SHORT PROBLEM: How many lines in the records below contain the word "turf" with matching case? Reply with only the number.

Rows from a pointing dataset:
__________________________________________________
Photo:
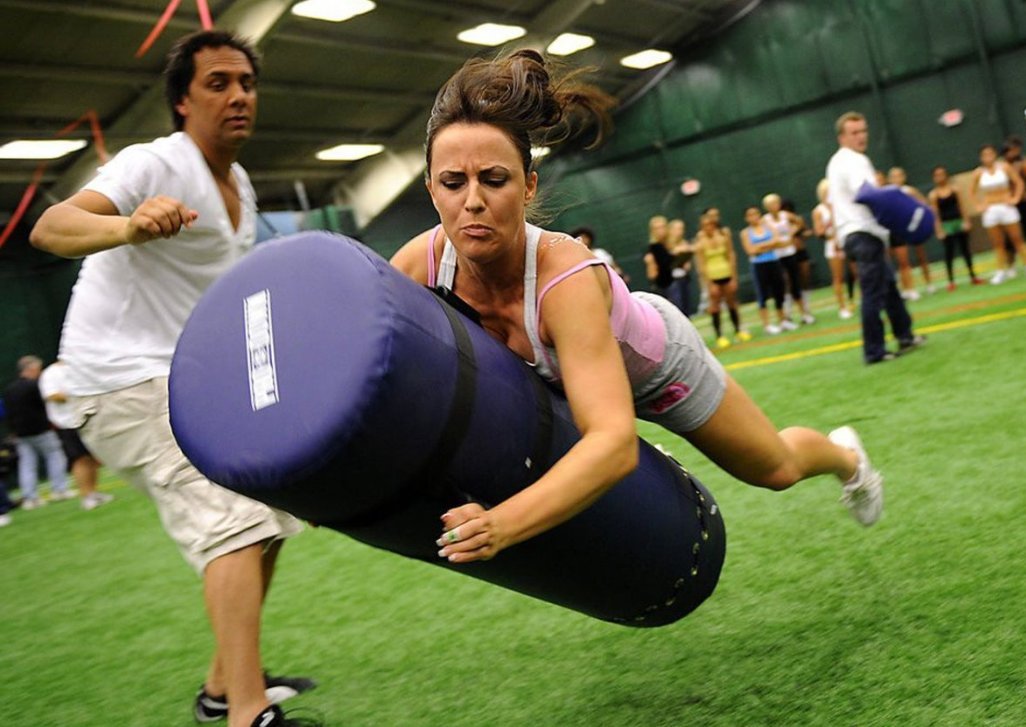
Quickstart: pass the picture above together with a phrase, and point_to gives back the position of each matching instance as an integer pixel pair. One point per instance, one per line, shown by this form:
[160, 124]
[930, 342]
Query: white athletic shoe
[863, 494]
[91, 501]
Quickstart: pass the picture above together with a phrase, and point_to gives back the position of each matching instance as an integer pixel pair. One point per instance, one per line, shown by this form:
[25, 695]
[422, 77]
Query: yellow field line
[847, 345]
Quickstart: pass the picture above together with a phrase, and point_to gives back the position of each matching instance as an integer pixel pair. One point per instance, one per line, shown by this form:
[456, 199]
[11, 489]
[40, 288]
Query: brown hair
[522, 94]
[844, 118]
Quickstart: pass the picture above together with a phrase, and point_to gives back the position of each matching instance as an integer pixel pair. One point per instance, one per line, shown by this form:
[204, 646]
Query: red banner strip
[158, 29]
[30, 192]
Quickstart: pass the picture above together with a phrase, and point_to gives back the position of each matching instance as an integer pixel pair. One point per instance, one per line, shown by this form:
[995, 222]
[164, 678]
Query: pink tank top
[636, 325]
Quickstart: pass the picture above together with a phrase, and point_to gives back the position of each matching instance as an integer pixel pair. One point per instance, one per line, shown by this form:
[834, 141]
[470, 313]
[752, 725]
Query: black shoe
[880, 359]
[274, 717]
[910, 345]
[213, 709]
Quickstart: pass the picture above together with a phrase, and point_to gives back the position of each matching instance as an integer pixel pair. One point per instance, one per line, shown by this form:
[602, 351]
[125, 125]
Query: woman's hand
[471, 533]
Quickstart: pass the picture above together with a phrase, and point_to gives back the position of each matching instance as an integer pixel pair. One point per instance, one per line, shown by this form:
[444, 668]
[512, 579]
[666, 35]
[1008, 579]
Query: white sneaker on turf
[863, 494]
[93, 500]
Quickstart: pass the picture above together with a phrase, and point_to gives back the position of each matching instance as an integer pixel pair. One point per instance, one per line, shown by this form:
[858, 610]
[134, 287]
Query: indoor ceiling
[370, 79]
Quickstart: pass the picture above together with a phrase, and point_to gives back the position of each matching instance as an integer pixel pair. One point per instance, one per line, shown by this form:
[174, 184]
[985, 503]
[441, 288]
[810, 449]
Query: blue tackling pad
[317, 378]
[903, 214]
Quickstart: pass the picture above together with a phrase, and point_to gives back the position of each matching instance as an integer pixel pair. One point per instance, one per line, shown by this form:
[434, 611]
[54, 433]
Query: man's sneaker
[281, 688]
[864, 492]
[910, 345]
[213, 709]
[881, 359]
[94, 499]
[274, 717]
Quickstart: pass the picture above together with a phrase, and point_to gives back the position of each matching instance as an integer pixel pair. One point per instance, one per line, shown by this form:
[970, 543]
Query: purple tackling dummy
[315, 377]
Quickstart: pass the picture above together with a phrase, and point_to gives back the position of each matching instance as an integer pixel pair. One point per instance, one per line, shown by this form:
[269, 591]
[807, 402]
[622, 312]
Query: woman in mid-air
[555, 306]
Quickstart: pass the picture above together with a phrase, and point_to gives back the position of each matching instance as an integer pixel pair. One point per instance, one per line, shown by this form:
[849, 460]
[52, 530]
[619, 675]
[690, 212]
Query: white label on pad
[260, 351]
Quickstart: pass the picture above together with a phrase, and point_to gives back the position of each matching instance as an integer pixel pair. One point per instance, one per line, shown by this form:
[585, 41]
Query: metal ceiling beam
[252, 18]
[182, 24]
[79, 74]
[385, 48]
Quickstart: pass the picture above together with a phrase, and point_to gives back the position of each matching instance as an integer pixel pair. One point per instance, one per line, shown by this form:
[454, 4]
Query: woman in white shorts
[824, 228]
[997, 189]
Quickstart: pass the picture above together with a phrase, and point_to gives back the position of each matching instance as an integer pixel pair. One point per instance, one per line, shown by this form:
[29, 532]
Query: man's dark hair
[181, 65]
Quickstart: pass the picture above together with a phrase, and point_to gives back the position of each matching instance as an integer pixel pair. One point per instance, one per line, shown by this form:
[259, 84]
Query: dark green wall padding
[751, 112]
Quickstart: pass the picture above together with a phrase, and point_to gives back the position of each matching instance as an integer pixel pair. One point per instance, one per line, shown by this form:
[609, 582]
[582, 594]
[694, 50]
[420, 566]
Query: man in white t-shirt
[865, 241]
[158, 225]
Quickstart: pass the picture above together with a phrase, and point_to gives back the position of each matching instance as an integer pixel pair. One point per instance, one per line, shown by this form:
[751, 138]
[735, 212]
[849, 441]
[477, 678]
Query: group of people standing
[774, 240]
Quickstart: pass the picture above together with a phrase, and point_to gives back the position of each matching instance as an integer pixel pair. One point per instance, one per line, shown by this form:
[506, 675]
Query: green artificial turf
[817, 620]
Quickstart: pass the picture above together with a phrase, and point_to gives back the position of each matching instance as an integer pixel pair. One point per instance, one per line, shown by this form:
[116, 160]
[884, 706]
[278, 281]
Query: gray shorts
[129, 431]
[688, 386]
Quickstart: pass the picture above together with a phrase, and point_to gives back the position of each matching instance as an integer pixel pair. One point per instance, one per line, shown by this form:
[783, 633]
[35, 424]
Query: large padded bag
[315, 377]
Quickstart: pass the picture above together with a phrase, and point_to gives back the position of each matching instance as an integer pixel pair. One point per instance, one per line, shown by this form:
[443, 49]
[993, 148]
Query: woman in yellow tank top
[714, 253]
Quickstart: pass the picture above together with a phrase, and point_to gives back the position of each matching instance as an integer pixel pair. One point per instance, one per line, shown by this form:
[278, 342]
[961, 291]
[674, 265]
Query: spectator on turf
[587, 236]
[658, 257]
[27, 417]
[824, 228]
[168, 217]
[953, 224]
[683, 252]
[715, 257]
[544, 298]
[865, 241]
[7, 456]
[84, 468]
[799, 236]
[899, 246]
[997, 189]
[760, 242]
[785, 225]
[1012, 152]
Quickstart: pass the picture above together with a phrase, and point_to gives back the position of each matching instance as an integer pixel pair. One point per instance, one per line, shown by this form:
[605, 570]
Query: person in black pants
[865, 243]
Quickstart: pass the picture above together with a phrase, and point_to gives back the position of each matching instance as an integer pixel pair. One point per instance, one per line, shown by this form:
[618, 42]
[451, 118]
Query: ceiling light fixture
[491, 34]
[332, 10]
[567, 43]
[645, 58]
[28, 149]
[349, 152]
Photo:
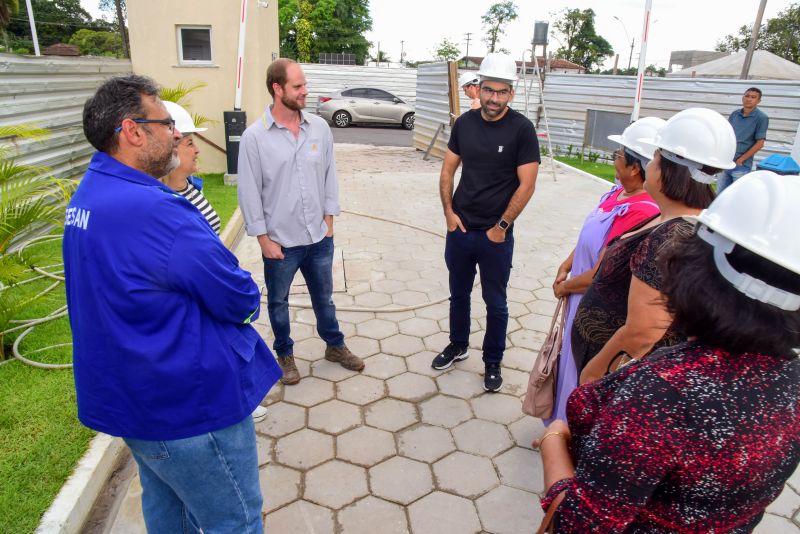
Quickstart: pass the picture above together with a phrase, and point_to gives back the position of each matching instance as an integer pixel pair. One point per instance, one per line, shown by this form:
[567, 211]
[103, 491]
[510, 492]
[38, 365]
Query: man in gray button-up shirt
[288, 194]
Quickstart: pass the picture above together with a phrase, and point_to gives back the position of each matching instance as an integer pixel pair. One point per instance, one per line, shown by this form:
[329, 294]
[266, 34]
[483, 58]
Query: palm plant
[32, 201]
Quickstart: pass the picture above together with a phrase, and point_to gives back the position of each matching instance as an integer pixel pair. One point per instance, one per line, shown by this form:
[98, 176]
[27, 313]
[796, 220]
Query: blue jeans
[208, 481]
[730, 176]
[316, 263]
[462, 252]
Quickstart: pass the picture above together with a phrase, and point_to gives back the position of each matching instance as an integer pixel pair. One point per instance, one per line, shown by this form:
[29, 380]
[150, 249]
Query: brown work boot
[343, 356]
[290, 374]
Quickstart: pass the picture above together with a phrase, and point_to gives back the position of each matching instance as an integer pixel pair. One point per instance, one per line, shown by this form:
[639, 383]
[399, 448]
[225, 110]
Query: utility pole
[753, 38]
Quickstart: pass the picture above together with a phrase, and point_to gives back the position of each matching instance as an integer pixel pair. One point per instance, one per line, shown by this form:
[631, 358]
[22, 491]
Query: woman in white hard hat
[619, 210]
[470, 83]
[700, 436]
[182, 181]
[622, 315]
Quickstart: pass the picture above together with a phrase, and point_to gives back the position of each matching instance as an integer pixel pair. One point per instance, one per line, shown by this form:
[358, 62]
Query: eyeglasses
[169, 123]
[502, 93]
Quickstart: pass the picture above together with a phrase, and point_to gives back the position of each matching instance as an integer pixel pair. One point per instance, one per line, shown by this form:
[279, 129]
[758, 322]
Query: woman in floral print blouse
[701, 436]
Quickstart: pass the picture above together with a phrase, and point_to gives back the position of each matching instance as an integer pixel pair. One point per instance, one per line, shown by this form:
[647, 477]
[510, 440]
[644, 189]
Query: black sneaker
[492, 380]
[451, 353]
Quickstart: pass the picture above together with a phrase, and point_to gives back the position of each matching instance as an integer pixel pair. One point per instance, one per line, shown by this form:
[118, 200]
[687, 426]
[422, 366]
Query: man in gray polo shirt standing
[289, 194]
[750, 126]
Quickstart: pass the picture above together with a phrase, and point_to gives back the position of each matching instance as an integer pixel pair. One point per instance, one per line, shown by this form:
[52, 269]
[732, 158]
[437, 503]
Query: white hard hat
[183, 121]
[468, 78]
[644, 128]
[696, 137]
[500, 67]
[758, 212]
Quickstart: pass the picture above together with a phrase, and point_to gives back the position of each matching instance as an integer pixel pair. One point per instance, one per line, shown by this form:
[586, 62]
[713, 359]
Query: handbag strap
[547, 522]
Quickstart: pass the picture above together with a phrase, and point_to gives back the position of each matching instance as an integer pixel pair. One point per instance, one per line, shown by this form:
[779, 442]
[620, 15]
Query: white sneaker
[259, 414]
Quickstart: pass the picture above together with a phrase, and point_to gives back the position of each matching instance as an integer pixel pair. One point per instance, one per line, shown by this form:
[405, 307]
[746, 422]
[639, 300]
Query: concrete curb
[77, 496]
[76, 499]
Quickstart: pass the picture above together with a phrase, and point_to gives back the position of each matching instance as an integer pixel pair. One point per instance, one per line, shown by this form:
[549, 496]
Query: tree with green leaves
[120, 11]
[446, 50]
[495, 20]
[337, 26]
[779, 35]
[56, 21]
[581, 44]
[94, 43]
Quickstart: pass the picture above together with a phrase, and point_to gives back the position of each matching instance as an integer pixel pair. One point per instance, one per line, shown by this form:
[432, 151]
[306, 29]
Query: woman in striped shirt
[181, 179]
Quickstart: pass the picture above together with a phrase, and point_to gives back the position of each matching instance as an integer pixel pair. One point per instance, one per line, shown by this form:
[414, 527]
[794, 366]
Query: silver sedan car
[365, 105]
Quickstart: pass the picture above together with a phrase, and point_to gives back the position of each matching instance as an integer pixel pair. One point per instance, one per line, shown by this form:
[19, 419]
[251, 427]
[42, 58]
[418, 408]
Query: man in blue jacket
[164, 353]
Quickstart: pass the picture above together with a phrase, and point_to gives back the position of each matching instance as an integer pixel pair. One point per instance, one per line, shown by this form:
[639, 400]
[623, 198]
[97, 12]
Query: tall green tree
[581, 44]
[7, 9]
[56, 20]
[446, 50]
[779, 35]
[495, 20]
[337, 26]
[121, 15]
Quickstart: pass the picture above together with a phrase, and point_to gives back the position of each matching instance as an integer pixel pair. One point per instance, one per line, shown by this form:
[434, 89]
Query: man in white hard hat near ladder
[470, 83]
[500, 155]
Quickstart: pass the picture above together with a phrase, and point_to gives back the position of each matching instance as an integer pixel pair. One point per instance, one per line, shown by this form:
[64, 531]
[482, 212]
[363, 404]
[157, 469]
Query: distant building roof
__________________________________________________
EXERCISE SOLUTION: 3